As such, customers had the same savings options (lump-sum investments, round-ups, and automated deposits) before and after the GETF launch. If a customer adopted the GETF, these savings were simply illustrated as contributions to their newly and explicitly specified end goal. Customers who did not adopt the GETF still had the three types of deposits available to them, namely recurring investments, lump-sum deposits, and round-ups. Figure W.1 in Web Appendix B illustrates the GETF adoption process for Raiz customers.
Only one end goal can be set at a time; multiple concurrent end goals are not permitted. Customers can, however, set different end goals over time, each one replacing the previous goal. Similarly, customers can specify only one automated investment frequency and amount (i.e., subgoal size) at a time.
Customers can only view their progress toward the end goal when they sign in, check their balance, and select the tab relevant to their goal. Customers do not receive any email notifications about their progress or any extrinsic motivation—such as badges—as a reward for app engagement behaviors. Any communication that customers receive from the company is not related to their GETF usage, except for the confirmation email they receive when adopting the GETF or making a deposit.
--- --- ---
- What is asked:
1. Translate this sentence from the savings app passage into Spanish: "Only one end goal can be set at a time; multiple concurrent end goals are not permitted."
2. Carry on writing the passage about the savings app's goal feature, picking up right after its final sentence.
The data that comes after this passage is from an unrelated source.

- Data:
--- --- ---
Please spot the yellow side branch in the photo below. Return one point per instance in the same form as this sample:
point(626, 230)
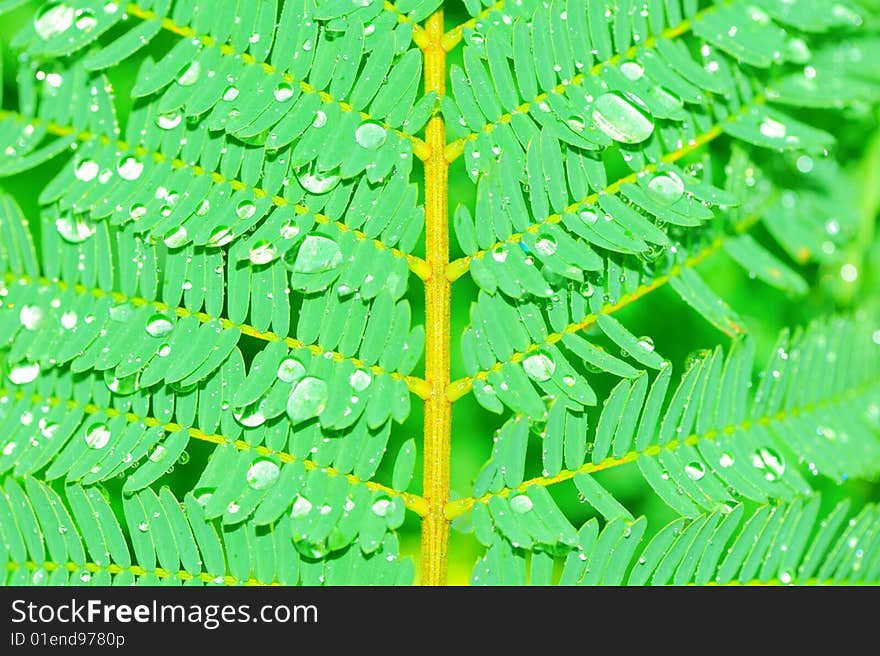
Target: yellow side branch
--- --- ---
- Final answers:
1. Solo se puede establecer una meta final a la vez; no se permiten varias metas finales simultáneas.

2.
The GETF we observed is typical for GETFs in contexts where behavior can be automated: It allows customers to set subgoals by directly predetermining resources toward the end goal and thus automating future behavior at the time of GETF adoption (e.g., automated savings, automated energy saving, screen time restrictions, meal plan subscriptions) (see Shortt et al. 2021). Yet, such automated future behavior can always be changed at no cost (except for the time needed to change the app setting), and nothing prevents customers from deviating from these preset strategies. GETFs, however, also exist in contexts where behavior cannot be automated (e.g., exercise, nutrition), but where customers still set subgoals. Further, in contrast to our GETF, other GETFs may only require the specification of a rather vague end goal (e.g., “get fit”) or include gamification elements (e.g., Duolingo awards badges for achieving daily learning goals), which could boost engagement. Similarly, some apps are designed exclusively for goal achievement and progress tracking (e.g., HabitTracker, Strikes) and position GETFs as their primary value proposition.
Adoption of GETF over Time
We observed customers’ behaviors from 21 weeks before GETF launch until 50 weeks after. We split this timeline into three parts: The time before the GETF launch (T0 − 21 < t < T0), the estimation period (T0 ≤ t ≤ T = T0 + 40), and the holdout period (T < t < T + 10). For any customer j, Tj denotes the time (week) the customer adopted the GETF. By construction, Tj ≥ T0, and we define Tj = ∞ if the customer never adopted the GETF in our observation period. In total, we observed the behavior of 36,300 customers, with 2,447 adopting the GETF during the estimation period and 37 during the holdout period. We provide a bar graph (Figure W.2 in Web Appendix C) of the number of GETF adopters per time period since launch.
Goal Difficulty Dimensions
We operationalize goal difficulty choices in the following way. The difficulty of the end goal depends on an individual's savings capability (Senko and Harackiewicz 2005), for which we use income as a proxy measure. We, therefore, define end-goal difficulty as the ratio of goal size to annual income, that is, (end-goal amount)/(annual income). An end-goal difficulty of 10% implies that 10% of annual income is needed to reach this goal.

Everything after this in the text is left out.